Task to carry out: Reproduce the material below verbatim, with no changes.

Exercise materials:
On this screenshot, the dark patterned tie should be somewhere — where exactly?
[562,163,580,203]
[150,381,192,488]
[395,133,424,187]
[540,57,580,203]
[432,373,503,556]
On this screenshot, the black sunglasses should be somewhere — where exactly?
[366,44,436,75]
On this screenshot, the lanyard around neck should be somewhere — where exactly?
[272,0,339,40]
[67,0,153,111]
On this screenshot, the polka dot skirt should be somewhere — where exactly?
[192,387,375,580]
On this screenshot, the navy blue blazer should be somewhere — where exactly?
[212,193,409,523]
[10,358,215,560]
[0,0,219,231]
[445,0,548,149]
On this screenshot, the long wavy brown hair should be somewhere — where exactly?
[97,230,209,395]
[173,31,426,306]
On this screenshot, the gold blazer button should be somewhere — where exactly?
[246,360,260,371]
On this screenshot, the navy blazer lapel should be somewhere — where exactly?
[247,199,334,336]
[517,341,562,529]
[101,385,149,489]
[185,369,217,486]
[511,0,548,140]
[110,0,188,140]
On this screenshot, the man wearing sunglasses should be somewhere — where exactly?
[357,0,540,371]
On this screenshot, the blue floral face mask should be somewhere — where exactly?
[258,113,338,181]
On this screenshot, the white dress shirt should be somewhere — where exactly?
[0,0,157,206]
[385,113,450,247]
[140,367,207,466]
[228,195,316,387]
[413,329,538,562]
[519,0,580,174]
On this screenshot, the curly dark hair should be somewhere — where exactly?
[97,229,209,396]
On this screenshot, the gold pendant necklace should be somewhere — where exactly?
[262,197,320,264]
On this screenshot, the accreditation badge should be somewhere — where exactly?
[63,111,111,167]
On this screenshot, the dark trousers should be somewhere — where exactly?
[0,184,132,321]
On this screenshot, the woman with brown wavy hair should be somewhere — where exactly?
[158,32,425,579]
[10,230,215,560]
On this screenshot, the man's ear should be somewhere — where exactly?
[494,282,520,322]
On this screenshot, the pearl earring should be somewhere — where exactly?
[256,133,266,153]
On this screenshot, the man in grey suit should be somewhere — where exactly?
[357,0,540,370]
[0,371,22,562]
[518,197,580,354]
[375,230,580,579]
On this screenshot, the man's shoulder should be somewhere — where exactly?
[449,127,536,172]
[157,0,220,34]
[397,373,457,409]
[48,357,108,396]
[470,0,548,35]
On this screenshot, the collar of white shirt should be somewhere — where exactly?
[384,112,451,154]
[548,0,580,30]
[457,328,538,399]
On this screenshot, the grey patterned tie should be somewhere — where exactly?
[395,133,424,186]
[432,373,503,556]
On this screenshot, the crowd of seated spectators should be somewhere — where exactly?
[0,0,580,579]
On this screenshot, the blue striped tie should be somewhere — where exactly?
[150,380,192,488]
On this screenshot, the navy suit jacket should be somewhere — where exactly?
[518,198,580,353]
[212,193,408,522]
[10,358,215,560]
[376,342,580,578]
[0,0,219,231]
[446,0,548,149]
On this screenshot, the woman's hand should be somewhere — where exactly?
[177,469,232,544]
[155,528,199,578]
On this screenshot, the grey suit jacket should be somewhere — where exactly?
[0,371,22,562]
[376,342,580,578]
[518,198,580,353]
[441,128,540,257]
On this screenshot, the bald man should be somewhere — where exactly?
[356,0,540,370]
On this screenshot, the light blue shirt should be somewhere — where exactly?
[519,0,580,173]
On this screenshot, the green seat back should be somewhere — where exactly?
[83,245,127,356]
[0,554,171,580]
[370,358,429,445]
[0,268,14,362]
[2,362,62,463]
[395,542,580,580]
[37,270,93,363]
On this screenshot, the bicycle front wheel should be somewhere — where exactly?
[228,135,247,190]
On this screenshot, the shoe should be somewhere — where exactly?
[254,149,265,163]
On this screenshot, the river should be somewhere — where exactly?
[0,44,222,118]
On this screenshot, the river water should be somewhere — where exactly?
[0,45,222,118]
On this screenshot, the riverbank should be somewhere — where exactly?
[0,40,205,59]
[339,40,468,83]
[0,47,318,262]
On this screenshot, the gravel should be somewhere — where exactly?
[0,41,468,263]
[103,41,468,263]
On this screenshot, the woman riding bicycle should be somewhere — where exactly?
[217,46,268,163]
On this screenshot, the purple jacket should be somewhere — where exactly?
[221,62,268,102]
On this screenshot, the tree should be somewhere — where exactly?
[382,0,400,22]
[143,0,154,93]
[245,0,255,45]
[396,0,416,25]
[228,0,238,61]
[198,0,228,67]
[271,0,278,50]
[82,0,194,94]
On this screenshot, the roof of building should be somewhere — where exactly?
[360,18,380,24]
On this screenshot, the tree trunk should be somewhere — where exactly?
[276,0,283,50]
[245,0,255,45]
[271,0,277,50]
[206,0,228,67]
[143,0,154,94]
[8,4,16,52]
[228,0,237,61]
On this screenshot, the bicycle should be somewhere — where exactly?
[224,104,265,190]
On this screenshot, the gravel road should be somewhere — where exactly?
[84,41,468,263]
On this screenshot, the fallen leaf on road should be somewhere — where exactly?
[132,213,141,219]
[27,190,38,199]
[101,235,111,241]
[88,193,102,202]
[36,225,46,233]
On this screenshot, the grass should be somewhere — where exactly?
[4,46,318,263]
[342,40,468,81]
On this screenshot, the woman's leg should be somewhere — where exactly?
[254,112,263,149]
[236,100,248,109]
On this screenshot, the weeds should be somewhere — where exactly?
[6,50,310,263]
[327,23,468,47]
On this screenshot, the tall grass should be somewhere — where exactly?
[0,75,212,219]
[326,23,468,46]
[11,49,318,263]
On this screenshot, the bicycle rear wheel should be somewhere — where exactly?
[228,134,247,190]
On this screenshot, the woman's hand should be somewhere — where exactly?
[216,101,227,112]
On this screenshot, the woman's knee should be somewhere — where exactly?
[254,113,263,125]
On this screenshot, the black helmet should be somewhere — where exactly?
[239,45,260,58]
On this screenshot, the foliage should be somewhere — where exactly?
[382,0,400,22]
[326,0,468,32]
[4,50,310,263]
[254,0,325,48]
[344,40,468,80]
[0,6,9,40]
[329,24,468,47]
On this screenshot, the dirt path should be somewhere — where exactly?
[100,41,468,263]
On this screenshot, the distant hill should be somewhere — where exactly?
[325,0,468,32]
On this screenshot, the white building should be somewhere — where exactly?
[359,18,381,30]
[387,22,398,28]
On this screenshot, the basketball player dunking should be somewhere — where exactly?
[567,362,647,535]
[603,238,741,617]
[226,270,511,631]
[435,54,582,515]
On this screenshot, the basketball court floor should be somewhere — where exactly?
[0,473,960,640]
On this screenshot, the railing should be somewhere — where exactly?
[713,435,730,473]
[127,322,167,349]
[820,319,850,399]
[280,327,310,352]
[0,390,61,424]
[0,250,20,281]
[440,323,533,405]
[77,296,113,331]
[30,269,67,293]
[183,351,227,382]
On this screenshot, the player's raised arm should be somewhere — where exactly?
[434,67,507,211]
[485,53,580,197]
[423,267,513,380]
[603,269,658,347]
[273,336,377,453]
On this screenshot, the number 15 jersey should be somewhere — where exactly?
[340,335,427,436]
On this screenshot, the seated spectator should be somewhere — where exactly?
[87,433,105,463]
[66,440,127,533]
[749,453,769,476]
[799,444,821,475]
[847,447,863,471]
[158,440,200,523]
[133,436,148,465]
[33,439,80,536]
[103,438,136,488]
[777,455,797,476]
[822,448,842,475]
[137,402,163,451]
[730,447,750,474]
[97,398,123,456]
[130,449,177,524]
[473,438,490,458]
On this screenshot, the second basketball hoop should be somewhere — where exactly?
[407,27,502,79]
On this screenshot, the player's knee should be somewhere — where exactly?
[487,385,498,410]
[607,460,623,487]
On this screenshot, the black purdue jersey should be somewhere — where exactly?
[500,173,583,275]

Task output:
On this screenshot, the dark patterned tie should be somewhere — where exactly?
[562,163,580,203]
[150,381,192,488]
[395,133,424,187]
[540,57,580,203]
[432,373,503,556]
On this screenshot, the black sunglasses should be somewhere — where exactly?
[366,44,436,75]
On this screenshot, the lanyard around neck should be somewhere — where exactly?
[272,0,339,40]
[67,0,153,111]
On this screenshot, the polka dot skirt should be somewhere — where exactly?
[192,387,375,580]
On this screenshot, the navy blue blazer should be somewhere — where exactly?
[212,193,409,523]
[10,358,215,560]
[0,0,219,231]
[445,0,548,149]
On this screenshot, the long wavy brown hair should be somewhere — where exactly?
[97,230,209,395]
[173,31,426,306]
On this screenshot, the gold blazer button should be somewhere — where exactly?
[246,360,260,371]
On this screenshot, the navy blazer lapel should be somewhere — where exactly?
[247,199,334,336]
[517,341,562,529]
[101,385,149,489]
[185,369,217,486]
[511,0,548,140]
[110,0,188,140]
On this screenshot, the man wearing sunglasses should be somewhere — where exactly?
[357,0,540,371]
On this screenshot, the blue floral face mask should be somewhere — where exactly?
[258,113,338,181]
On this screenshot, the white dress shirt should be somewhere — where exactly?
[0,0,157,206]
[385,113,450,247]
[140,367,207,466]
[228,195,316,387]
[413,329,538,562]
[519,0,580,174]
On this screenshot, the curly dark hair should be somewhere — where exactly?
[97,229,209,396]
On this screenshot, the gold pendant necklace should be somewhere — where exactly?
[262,197,320,264]
On this screenshot, the accreditation badge should be somewhere — where exactly?
[63,111,111,167]
On this screenshot, the dark trousers should be somewhere — where exactly?
[0,184,132,321]
On this screenshot, the woman with brown wavy hair should be somewhere — where exactly?
[158,32,425,579]
[10,230,215,560]
On this screenshot, the man's ear should be somewhere — where exactly?
[494,282,520,322]
On this screenshot, the pearl earring should be somewhere — where exactly?
[256,133,266,153]
On this screenshot, the man in grey suit should be somewhere — where exactly?
[357,0,540,370]
[0,371,22,562]
[518,197,580,354]
[375,230,580,579]
On this screenshot, the man's shoulder should be somewhere — where exactly?
[449,127,536,172]
[157,0,220,34]
[397,373,457,409]
[48,357,108,396]
[470,0,548,35]
On this screenshot, the collar of white shirt should be somewhere — where exactly?
[384,112,451,154]
[548,0,580,30]
[457,328,538,399]
On this screenshot, the grey patterned tie should be somewhere — where exactly?
[395,133,424,186]
[432,373,503,556]
On this screenshot, the crowd of seated spectators should be somewhere — where exactly?
[0,0,580,579]
On this screenshot, the blue striped tie should be somewhere — where exactly?
[150,380,192,488]
On this screenshot, the navy suit jacket should be somewhere — where exactly?
[518,198,580,353]
[212,193,408,522]
[10,358,215,560]
[376,342,580,578]
[0,0,219,231]
[446,0,548,149]
On this screenshot, the woman's hand should be somewhere — where exactly?
[177,469,232,544]
[155,528,199,578]
On this screenshot, the grey suit jacket should be somewhere — where exactly?
[0,371,22,562]
[376,342,580,578]
[518,198,580,353]
[441,128,540,257]
On this screenshot, the bald man should be somewhere — where exactly?
[356,0,540,370]
On this screenshot, the light blue shirt should be somewhere — where exactly?
[519,0,580,173]
On this screenshot, the green seat back should be somewhere — where exactly?
[83,245,127,356]
[0,554,171,580]
[370,358,429,445]
[0,268,14,362]
[2,362,62,463]
[395,542,580,580]
[37,270,93,363]
On this screenshot, the bicycle front wheel should be somewhere — where exactly?
[228,135,247,190]
On this screenshot, the shoe should be somewhere — where exactly?
[254,149,265,163]
On this screenshot, the river should be somewhere — where exactly?
[0,44,222,118]
On this screenshot, the river water should be somewhere — where exactly?
[0,45,222,118]
On this screenshot, the riverbank should be somewhere — where exactly?
[0,40,205,59]
[339,40,468,83]
[0,47,318,262]
On this screenshot, the gravel should be somewhere — where exactly?
[0,41,468,263]
[103,41,468,263]
On this screenshot, the woman riding bicycle should be somewhere — where exactly?
[217,46,268,163]
On this screenshot, the purple jacket should be somewhere — where exactly?
[221,62,268,102]
On this screenshot, the tree should be somewhere — where exactly?
[382,0,400,22]
[143,0,154,93]
[245,0,255,45]
[396,0,416,25]
[228,0,238,61]
[198,0,228,67]
[271,0,278,50]
[82,0,194,94]
On this screenshot, the roof of building should be somewhere — where exactly?
[360,18,380,24]
On this screenshot, the tree trunk should be somewhere — where exactly?
[276,0,283,50]
[245,0,255,45]
[271,0,277,50]
[206,0,228,67]
[143,0,154,94]
[8,4,16,52]
[228,0,237,61]
On this screenshot, the bicycle should be somewhere — where exactly?
[224,104,265,190]
On this screenshot, the gravel road should be somewhere — where exactly?
[84,41,468,263]
On this screenshot, the fallen leaf on road should be somewhere — where exactly?
[132,213,141,219]
[27,190,38,199]
[101,235,111,241]
[88,193,102,202]
[36,225,46,233]
On this screenshot, the grass should be somewhere — where exactly?
[4,46,318,263]
[342,40,468,81]
On this screenshot, the woman's leg should be somewhere — where exactly?
[254,112,263,149]
[236,100,248,109]
On this screenshot, the weeds should be somewhere — where exactly?
[6,50,310,263]
[327,23,468,47]
On this screenshot, the tall grass should be somewhere — where exactly?
[0,75,212,219]
[326,23,468,46]
[11,49,318,263]
On this screenshot, the bicycle rear wheel should be somewhere — where exactly?
[228,134,247,190]
On this screenshot, the woman's hand should be somewhere — where exactly?
[216,101,227,112]
On this screenshot, the woman's knee should be somewhere — where exactly?
[254,113,263,125]
On this screenshot, the black helmet should be somewhere — where exactly?
[239,45,260,58]
On this screenshot, the foliage should be somewhere — where exactly?
[382,0,400,22]
[326,0,468,32]
[4,50,310,263]
[254,0,325,48]
[344,40,468,80]
[0,6,9,40]
[329,24,468,47]
On this screenshot, the dirt path should be somewhere — where exactly?
[100,41,468,263]
On this screenshot, the distant hill should be somewhere — where exactly?
[325,0,468,32]
On this screenshot, the white building should be somewhere — where exactly?
[359,18,381,30]
[387,22,398,28]
On this screenshot, the basketball player dunking should be somewhere — where exactly?
[567,362,647,535]
[603,238,741,617]
[226,270,511,631]
[435,54,582,515]
On this screenshot, the basketball court floor should be somewhere — where exactly?
[0,473,960,640]
On this screenshot, the railing should be somewhere — where exactly?
[713,435,730,473]
[127,322,167,349]
[820,319,850,399]
[280,327,310,352]
[0,390,61,424]
[0,250,20,281]
[440,323,533,405]
[77,296,113,331]
[30,269,67,293]
[183,351,227,382]
On this screenshot, the player's raised arm should be somewhere — where exactly?
[434,67,507,211]
[485,53,580,197]
[423,267,513,380]
[603,269,658,347]
[273,336,377,453]
On this screenshot, the number 15 jersey should be somewhere — where exactly?
[340,335,427,436]
On this screenshot, the seated spectator should be somewhere — where exactly?
[87,433,105,463]
[66,440,127,533]
[749,453,769,476]
[799,444,821,475]
[847,447,863,471]
[158,440,200,523]
[133,436,148,465]
[33,439,80,536]
[103,438,136,488]
[777,455,797,476]
[822,448,842,475]
[137,402,163,451]
[730,447,750,474]
[97,398,123,456]
[130,449,177,524]
[473,438,490,458]
On this screenshot, the second basketball hoop should be somewhere — where exactly?
[407,27,502,79]
On this screenshot, the player's knee should be somewhere — where exactly?
[487,385,498,410]
[607,460,623,487]
On this screenshot, the black purdue jersey should be somewhere — where exactly?
[500,173,583,275]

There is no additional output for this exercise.